--- start QUOTED TEXT ---

O: How did your collection itself develop?
WBC: I remember that in 1976, Libby heard about the exhibition, "Birds, Beasts, Blossoms and Bugs: The Nature of Japan" (sponsored by the Los Angeles Art Council and the Frederick S. Wight Gallery; see "Birds, Beasts, Blossoms and Bugs", in Orientations, August 1976, pp. 37-54), and got the catalog from the local library. We looked over it in absolute amazement and delight, and decided that maybe we were at the point where we could again start acquiring Japanese art, albeit in a very modest way. We made some inquiries and learned that many works in the exhibition were from the Shin'enkan collection of Joe and Etsuko Price. I called Joe in Oklahoma and he asked me to stop by. I really liked the Edo period paintings the Prices showed me, and as I expressed the wish to also collect Edo art, the Prices were incredibly generous in giving me the names of their dealers. They also contacted those dealers on my behalf, I'm sure, with reservations! It was the Prices who gave us the most encouragement during those early years.
O: Your relationship with Sherman Lee, the former Director of The Cleveland Museum of Art, is well known. How did this start?
WBC: In 1977, we saw a Japanese sculpture that interested us greatly in a New York auction catalog. Knowing nothing about sculpture, I asked who could help, and was given Dr. Lee's name. I called him out of the blue, and expressed my interest in the sculpture. As I was flying to New York for the auction I asked if it would be possible to see him in route, and I remember most clearly him saying: "My door is always open." I arrived at the Cleveland Museum in Levis, a Stetson and cowboy boots, my normal dress at the ranch. Dr. Lee was most cordial. I explained my hopes of creating a museum of Japanese art for our little agricultural town, that I might afford US$10,000 to US$20,000 per year and that I wanted to buy the very best in Japanese art.
O: What was his reaction?
WBC: He gently suggested that the piece of sculpture was not outstanding, and advised that I wait, offering to give advice in the future. Also many years later, I was told that after my departure that day, Sherman mentioned with amusement: "John Wayne was just in my office, and thinks that for $20,000 a year he can establish a Japanese museum in a small California town!" He supposedly also said: "However, I think he's solid." Our collecting accelerated about the time Sherman retired from Cleveland, and as he had more time, we started working more closely together. When I later asked if he would consider being our advisor he agreed. By then we were also collecting quite heavily in southeast Asian sculpture as well as 19th Century American painting, and seemingly received a transparency every week. Sherman enjoyed staying abreast of the market, and I enjoyed discussing the items with him. As our relationship became better known, dealers sometimes circumvented me and sent the transparencies directly to Sherman, figuring that he was making the decisions anyway! However the final decision, for better or worse, was always made by me.
O: What do you feel is the most important acquisition you have made?

--- end QUOTED TEXT ---

### WHAT NEEDS TO BE DONE
In the interview above, what was the collector wearing on arriving at the Cleveland Museum?

--- start DATA SHOWN ---

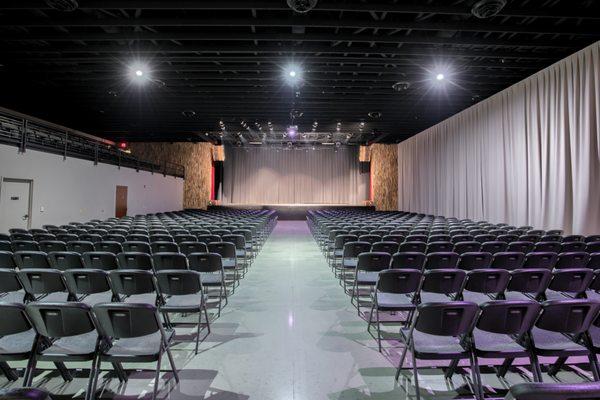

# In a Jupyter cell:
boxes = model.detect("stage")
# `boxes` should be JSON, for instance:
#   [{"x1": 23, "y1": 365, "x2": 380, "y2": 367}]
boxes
[{"x1": 208, "y1": 204, "x2": 375, "y2": 221}]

--- end DATA SHOWN ---

### SOLUTION BELOW
Levis, a Stetson and cowboy boots.